Position annotation entries:
########

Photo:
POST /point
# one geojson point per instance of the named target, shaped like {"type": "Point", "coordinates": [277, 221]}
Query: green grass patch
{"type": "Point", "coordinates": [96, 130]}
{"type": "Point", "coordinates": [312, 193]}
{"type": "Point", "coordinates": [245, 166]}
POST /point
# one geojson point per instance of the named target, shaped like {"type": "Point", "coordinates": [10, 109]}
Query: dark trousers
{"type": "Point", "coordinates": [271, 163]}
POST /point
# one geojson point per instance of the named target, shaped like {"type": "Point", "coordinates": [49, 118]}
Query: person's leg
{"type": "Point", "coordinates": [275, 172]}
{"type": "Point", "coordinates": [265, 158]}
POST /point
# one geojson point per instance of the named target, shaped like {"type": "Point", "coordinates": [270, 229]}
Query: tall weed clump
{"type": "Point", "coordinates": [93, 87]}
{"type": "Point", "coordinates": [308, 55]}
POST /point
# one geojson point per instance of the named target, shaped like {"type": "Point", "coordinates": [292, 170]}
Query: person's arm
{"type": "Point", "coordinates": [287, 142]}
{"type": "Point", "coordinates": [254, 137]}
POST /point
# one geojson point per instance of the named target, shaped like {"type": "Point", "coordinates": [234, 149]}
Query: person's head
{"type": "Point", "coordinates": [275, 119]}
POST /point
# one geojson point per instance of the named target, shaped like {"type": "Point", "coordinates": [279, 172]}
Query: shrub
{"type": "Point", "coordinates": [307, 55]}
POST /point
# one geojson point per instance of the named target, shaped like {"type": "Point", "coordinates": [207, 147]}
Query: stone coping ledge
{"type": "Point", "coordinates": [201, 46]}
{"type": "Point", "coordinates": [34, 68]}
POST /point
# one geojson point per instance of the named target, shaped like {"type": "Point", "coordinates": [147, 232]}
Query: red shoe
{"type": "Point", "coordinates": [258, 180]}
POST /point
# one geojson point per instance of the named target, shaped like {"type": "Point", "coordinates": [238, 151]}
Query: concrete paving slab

########

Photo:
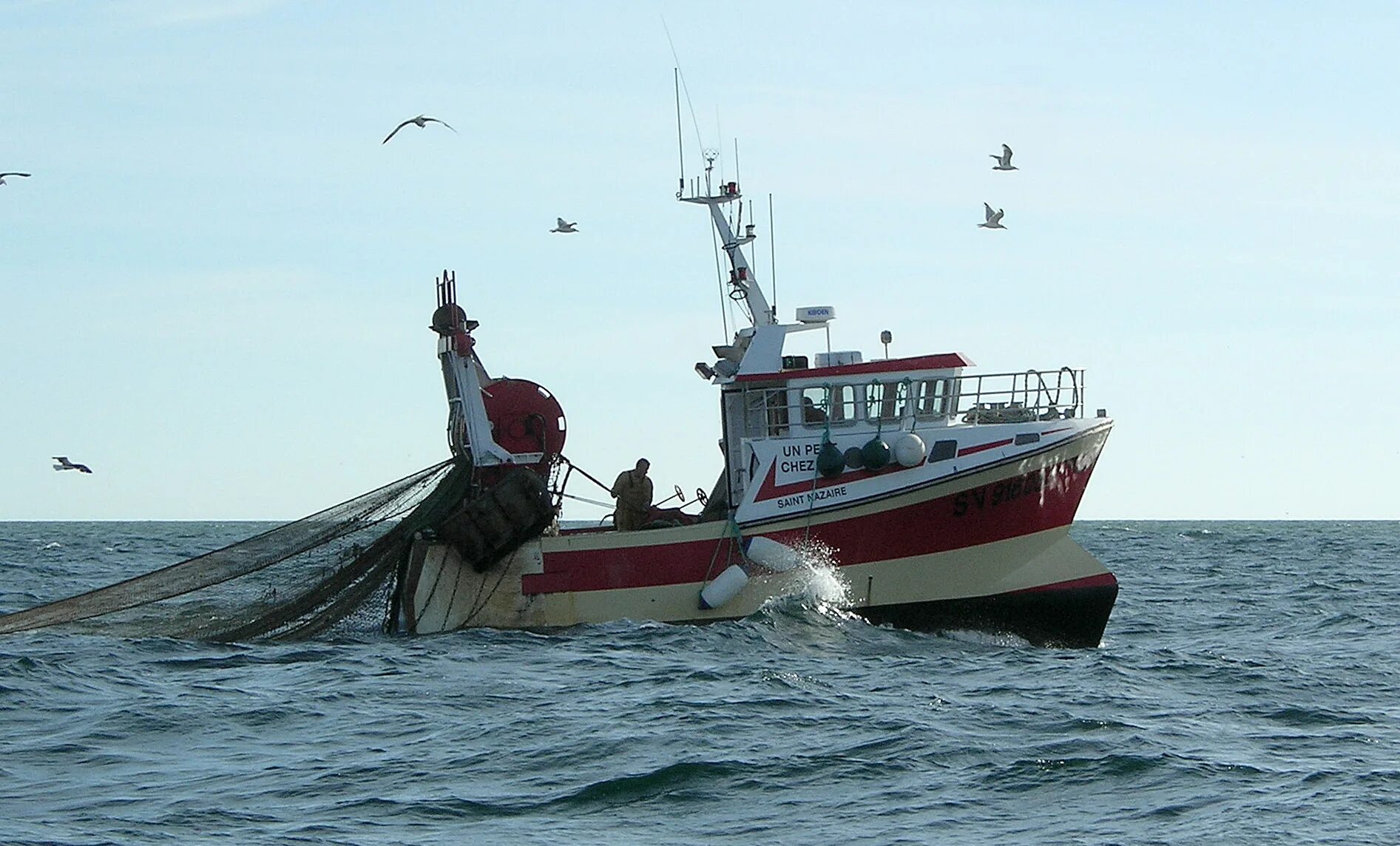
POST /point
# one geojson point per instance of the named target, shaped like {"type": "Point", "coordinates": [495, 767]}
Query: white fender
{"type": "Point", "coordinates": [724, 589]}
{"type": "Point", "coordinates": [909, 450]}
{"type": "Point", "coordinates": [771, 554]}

########

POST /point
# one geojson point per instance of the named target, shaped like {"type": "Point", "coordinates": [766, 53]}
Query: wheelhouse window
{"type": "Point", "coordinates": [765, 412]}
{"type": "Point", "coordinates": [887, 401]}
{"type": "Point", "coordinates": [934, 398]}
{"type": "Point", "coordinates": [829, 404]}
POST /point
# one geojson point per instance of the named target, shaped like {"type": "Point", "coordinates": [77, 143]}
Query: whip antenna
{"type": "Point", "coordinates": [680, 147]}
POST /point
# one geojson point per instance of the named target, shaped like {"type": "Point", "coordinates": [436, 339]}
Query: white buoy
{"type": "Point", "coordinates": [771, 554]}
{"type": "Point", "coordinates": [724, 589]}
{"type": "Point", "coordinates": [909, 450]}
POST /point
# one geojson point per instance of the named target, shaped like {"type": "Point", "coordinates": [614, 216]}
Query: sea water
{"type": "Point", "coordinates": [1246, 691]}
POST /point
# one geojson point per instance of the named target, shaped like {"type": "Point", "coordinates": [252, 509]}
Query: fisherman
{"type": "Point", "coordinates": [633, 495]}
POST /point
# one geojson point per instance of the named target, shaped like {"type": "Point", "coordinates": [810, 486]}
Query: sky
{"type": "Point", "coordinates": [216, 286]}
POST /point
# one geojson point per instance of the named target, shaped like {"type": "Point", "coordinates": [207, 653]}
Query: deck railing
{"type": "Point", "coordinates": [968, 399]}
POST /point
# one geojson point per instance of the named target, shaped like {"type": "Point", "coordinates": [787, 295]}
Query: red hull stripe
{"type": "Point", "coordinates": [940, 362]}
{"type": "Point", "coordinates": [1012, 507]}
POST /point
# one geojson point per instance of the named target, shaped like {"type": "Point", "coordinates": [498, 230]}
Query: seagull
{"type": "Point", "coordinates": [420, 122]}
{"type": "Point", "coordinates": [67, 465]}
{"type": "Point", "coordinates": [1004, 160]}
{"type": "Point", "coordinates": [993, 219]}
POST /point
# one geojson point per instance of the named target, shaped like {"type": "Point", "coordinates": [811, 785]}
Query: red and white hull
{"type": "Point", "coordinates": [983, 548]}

########

Pick out every line of the entries above that contains the string "hull", matching case exactly, and copy each of those lines.

WRITTEN RESPONSE:
Query: red hull stripe
Query: red and white hull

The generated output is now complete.